Source text
++++++++++++++++++++
From the output we obtained from the above code, we note that the outlet type 'Supermarket Type 1' makes the most overall sales across all cities, whereas, 'Grocery Store' makes the least sales.

Taking this one step further and visualizing the same result.

One of the many benefits of visualizing the result is that the plotted patterns make more sense when graphically represented because visuals and diagrams make it easier for us to identify strongly correlated parameters.

So, let’s learn today how to use plotly to our advantage. We have already imported the library at the beginning of our session.

data = df.groupby("Outlet_Type")[["Item_Outlet_Sales"]].sum().sort_values(by=['Item_Outlet_Sales'],ascending=[False]).reset_index()
px.bar(data, x= 'Outlet_Type', y="Item_Outlet_Sales",color='Outlet_Type',color_discrete_sequence=px.colors.qualitative.Pastel1)

The variable data has the grouped data of the overall sales corresponding to different outlet type (the same way we did above). Here, we take the Outlet_type on the x-axis. It will have 4 values, namely, Supermarket Type1, Supermarket Type 2, Supermarket Type 3, and lastly, Grocery Store. Y-axis will have the sum of variable Item_Outlet_sales corresponding to different values on the x-axis.
++++++++++++++++++++
Extracted records:

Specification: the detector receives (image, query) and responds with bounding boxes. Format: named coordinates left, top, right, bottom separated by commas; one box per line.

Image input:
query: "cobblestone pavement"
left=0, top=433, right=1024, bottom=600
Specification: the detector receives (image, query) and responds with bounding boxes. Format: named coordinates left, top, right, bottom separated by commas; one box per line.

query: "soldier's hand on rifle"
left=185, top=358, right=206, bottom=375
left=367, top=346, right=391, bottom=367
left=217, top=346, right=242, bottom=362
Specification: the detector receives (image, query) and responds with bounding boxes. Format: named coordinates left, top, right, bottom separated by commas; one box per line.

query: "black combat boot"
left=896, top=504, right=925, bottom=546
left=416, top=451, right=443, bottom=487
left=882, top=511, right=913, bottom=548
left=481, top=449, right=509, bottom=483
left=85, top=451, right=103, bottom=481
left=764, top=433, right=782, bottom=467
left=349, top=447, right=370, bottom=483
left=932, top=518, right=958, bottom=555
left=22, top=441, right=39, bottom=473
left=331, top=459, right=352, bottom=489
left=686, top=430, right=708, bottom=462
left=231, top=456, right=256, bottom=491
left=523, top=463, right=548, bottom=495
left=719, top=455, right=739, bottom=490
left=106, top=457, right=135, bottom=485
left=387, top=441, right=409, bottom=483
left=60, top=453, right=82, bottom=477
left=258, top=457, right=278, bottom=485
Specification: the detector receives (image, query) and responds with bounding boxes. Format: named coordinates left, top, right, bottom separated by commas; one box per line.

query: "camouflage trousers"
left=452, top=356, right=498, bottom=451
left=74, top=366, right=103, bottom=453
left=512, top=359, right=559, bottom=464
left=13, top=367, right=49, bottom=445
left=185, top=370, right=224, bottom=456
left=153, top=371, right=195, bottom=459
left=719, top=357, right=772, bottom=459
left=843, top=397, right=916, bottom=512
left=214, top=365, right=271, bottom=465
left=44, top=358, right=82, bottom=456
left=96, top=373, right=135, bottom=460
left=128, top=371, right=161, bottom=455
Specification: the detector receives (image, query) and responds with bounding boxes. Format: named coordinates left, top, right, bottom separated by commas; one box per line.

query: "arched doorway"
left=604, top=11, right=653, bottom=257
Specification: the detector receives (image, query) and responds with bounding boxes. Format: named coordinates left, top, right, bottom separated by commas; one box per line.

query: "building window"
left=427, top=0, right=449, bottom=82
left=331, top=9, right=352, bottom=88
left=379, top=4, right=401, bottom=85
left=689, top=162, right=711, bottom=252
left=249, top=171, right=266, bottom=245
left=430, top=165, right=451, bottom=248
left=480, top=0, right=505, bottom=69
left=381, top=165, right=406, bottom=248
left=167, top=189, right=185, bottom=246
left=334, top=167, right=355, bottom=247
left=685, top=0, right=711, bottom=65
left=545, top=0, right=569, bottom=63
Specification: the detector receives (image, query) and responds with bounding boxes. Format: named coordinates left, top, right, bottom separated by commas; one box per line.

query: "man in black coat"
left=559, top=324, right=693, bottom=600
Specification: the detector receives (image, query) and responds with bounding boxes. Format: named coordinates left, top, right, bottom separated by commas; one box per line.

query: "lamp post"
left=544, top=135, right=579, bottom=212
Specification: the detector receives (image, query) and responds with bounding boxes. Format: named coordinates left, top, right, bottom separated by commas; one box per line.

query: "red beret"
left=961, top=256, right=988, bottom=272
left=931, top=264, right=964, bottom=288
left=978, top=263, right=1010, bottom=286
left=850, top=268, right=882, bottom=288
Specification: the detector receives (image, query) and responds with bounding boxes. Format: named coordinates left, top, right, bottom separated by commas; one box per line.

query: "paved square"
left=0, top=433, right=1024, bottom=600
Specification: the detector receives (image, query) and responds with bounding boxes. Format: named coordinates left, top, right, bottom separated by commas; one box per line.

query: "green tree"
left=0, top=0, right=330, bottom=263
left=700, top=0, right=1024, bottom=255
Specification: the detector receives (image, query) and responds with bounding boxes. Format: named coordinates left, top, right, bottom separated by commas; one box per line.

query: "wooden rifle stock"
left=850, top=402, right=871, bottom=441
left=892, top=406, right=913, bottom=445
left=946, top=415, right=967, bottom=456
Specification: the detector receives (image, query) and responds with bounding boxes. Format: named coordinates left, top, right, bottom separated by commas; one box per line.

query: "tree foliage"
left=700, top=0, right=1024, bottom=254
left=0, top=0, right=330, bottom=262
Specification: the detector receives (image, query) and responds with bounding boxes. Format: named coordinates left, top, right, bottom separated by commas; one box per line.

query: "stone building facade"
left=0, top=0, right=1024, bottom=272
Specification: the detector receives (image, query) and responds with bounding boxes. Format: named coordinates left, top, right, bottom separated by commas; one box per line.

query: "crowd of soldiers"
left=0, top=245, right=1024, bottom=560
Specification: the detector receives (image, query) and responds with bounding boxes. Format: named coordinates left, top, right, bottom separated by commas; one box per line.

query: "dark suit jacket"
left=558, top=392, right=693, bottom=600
++++++++++++++++++++
Aim
From the outlet sales tutorial above, reproduce word for word the stretch from "So, let’s learn" through "values on the x-axis.".

The answer
So, let’s learn today how to use plotly to our advantage. We have already imported the library at the beginning of our session.

data = df.groupby("Outlet_Type")[["Item_Outlet_Sales"]].sum().sort_values(by=['Item_Outlet_Sales'],ascending=[False]).reset_index()
px.bar(data, x= 'Outlet_Type', y="Item_Outlet_Sales",color='Outlet_Type',color_discrete_sequence=px.colors.qualitative.Pastel1)

The variable data has the grouped data of the overall sales corresponding to different outlet type (the same way we did above). Here, we take the Outlet_type on the x-axis. It will have 4 values, namely, Supermarket Type1, Supermarket Type 2, Supermarket Type 3, and lastly, Grocery Store. Y-axis will have the sum of variable Item_Outlet_sales corresponding to different values on the x-axis.